(Saved data entries)
___

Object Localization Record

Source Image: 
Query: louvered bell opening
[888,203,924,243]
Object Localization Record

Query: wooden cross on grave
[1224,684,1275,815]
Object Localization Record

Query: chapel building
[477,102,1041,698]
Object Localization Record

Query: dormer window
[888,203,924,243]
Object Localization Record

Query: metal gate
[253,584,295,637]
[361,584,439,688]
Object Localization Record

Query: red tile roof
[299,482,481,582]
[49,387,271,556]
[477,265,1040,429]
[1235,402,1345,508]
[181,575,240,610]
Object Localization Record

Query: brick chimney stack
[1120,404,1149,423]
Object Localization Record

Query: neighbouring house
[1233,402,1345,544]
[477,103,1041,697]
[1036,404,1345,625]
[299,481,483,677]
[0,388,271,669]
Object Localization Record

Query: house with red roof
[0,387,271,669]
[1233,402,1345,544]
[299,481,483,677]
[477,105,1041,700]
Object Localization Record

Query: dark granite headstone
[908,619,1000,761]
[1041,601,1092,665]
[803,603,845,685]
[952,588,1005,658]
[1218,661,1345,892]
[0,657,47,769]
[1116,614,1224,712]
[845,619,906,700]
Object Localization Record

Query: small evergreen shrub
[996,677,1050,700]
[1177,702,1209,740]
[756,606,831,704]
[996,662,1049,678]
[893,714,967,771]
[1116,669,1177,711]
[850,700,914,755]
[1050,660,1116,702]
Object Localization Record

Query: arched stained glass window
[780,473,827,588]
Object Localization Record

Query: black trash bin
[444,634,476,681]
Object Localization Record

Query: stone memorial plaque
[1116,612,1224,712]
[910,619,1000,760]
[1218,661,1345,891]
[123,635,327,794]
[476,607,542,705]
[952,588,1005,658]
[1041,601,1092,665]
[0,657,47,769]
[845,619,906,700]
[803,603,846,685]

___

_Problem details_.
Rewrite the material above so that each instance of "Object Localization Record" becomes "Localization Entry", keeping everything else unchanged.

_Response to the task_.
Localization Entry

Source Image: 
Query: louvered bell opening
[888,203,924,243]
Localization Entry

Query: wooden cross on grave
[1224,684,1275,815]
Localization Entry

Query: chapel building
[477,102,1041,698]
Localization Entry

Query: dormer window
[888,203,924,243]
Localization Entry

Query: metal gate
[253,584,295,637]
[361,584,439,688]
Localization Entry

Query: red tile roof
[299,482,481,582]
[49,387,271,556]
[477,265,1040,429]
[1235,402,1345,508]
[181,575,240,610]
Localization Entry

Query: brick chimney stack
[1120,404,1149,423]
Localization Entry

Query: neighbouring house
[1233,402,1345,544]
[477,103,1041,697]
[1036,404,1345,625]
[299,481,483,677]
[0,388,271,669]
Localization Entry

Query: house with red roof
[0,387,271,669]
[1233,402,1345,544]
[299,481,483,677]
[477,105,1041,700]
Localization Entry

Query: dark granite headstone
[908,619,1000,761]
[1041,601,1092,665]
[803,603,845,685]
[952,588,1005,658]
[1218,661,1345,892]
[0,657,47,769]
[1116,614,1224,712]
[845,619,906,700]
Localization Entry

Query: small evergreen shrub
[996,677,1050,700]
[1177,702,1209,740]
[756,606,831,704]
[996,662,1049,678]
[893,714,967,771]
[1116,669,1177,711]
[850,700,914,755]
[1050,660,1116,702]
Localization Entry

Query: arched stained glass window
[780,473,827,588]
Localization Entry

Query: black trash bin
[444,634,476,681]
Localization Entry

Query: stone memorial plaque
[1116,612,1224,712]
[910,619,1000,760]
[1218,661,1345,891]
[123,635,327,794]
[476,607,542,705]
[952,588,1005,658]
[1041,601,1092,665]
[0,657,47,769]
[845,619,906,700]
[803,603,846,685]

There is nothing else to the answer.